§ Problem description: Which lines of the data include the string "wire"? List them all.

*** Opening of Extracted information ***

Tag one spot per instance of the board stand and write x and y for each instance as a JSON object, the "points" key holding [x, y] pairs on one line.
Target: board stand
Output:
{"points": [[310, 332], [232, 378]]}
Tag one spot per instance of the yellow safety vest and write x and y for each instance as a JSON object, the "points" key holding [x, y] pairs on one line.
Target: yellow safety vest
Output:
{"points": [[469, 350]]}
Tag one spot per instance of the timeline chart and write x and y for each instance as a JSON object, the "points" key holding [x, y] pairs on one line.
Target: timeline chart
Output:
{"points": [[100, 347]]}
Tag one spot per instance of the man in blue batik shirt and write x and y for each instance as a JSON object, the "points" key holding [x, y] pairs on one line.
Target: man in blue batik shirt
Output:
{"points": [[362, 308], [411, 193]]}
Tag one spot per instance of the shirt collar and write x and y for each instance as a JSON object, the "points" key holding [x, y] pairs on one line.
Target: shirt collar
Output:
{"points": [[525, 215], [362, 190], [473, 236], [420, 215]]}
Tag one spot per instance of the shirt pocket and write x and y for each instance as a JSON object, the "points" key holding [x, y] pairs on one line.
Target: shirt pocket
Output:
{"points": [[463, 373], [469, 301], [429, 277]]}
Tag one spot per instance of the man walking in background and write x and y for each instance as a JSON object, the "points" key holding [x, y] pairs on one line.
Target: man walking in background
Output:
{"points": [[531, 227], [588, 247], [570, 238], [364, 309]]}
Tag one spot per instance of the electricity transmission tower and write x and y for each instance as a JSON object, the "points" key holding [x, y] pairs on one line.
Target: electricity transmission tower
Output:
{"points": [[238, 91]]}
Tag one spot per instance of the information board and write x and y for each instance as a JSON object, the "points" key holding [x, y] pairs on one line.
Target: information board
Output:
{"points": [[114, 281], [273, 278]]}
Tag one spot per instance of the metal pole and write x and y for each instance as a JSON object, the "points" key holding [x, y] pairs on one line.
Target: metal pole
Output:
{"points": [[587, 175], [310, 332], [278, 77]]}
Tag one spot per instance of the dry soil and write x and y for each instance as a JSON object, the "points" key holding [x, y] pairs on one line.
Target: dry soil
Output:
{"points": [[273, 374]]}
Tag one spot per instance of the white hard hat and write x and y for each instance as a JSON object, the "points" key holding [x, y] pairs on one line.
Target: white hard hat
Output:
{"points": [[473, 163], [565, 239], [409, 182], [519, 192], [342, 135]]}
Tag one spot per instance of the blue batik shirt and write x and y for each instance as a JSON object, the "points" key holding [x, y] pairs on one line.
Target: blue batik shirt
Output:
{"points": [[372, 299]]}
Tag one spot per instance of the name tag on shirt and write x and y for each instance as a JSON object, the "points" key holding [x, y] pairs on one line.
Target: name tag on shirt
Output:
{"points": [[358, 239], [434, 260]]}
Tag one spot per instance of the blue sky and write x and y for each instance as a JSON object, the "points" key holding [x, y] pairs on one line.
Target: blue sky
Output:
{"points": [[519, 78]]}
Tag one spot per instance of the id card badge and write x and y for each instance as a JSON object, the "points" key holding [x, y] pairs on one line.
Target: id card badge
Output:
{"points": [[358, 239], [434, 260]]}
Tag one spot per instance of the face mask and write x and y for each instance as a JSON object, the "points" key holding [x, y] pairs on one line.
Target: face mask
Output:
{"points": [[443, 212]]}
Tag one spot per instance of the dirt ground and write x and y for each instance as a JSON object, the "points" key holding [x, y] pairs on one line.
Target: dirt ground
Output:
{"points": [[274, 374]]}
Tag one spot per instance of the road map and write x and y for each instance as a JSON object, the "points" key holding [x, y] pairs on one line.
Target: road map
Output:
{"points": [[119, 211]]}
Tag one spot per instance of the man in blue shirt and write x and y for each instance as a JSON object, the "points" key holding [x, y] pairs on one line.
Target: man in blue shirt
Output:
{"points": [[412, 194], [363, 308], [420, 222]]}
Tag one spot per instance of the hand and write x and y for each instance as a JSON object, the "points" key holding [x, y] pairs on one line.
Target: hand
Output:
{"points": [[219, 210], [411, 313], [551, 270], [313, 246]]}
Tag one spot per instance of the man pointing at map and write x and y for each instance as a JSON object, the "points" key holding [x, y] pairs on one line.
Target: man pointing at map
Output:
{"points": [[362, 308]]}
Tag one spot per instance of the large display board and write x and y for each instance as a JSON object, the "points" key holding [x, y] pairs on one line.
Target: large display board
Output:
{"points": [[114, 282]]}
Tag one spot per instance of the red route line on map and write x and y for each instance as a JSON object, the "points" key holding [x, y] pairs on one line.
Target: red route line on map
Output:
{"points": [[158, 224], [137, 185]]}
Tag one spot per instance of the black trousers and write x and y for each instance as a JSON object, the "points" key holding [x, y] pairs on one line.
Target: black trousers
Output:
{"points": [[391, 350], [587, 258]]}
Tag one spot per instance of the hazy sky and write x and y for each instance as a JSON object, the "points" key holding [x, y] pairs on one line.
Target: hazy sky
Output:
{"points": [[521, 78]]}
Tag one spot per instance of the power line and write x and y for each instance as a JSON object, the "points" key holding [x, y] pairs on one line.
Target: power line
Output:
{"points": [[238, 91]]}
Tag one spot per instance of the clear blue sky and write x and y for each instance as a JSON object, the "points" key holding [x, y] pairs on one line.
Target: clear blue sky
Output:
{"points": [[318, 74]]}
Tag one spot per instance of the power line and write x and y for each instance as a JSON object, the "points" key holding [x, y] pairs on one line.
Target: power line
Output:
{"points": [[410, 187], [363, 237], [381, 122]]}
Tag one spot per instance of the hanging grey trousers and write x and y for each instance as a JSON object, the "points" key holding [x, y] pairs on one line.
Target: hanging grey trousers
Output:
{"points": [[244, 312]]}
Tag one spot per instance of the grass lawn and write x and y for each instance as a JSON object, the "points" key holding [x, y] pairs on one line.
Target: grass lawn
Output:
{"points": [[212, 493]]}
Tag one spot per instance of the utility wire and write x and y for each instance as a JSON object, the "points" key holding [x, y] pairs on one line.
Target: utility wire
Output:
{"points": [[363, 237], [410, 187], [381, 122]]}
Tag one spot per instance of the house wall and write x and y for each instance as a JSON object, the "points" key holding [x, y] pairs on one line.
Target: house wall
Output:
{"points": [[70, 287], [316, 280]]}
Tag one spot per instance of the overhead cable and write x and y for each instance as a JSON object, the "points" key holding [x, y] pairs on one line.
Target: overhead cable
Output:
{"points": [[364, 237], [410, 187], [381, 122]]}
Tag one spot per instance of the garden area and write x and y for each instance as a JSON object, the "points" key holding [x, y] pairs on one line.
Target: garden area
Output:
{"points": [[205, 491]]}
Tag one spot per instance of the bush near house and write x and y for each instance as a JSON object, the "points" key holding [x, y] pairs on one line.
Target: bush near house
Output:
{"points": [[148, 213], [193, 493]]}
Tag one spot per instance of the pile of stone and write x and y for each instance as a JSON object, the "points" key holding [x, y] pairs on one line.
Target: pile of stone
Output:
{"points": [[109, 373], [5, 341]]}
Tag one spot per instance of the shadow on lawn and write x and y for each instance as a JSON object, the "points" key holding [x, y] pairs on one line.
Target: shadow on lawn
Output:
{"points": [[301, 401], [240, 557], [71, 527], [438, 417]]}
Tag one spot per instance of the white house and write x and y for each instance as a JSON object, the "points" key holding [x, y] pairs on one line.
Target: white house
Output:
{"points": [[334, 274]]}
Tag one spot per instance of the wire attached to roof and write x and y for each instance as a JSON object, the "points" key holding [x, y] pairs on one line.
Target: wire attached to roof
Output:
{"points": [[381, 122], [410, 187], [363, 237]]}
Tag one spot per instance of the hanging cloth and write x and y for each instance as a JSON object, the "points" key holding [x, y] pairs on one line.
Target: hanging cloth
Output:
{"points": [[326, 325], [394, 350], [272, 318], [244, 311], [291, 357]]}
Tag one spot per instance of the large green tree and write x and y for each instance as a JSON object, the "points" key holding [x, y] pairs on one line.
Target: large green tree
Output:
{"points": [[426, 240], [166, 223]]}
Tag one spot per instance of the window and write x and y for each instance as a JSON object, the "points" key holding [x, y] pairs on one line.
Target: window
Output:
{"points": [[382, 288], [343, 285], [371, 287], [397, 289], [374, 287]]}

*** Close of Extracted information ***

§ Response below:
Tag one spot per instance of the utility wire and write x and y for each instance as a JSON object, the "points" key holding [x, y] pairs on one line.
Target: utility wire
Tag one spot per instance of the wire attached to roof and write x and y for each instance as a JSON object, the "points" key holding [x, y] pairs on one line.
Target: wire attached to roof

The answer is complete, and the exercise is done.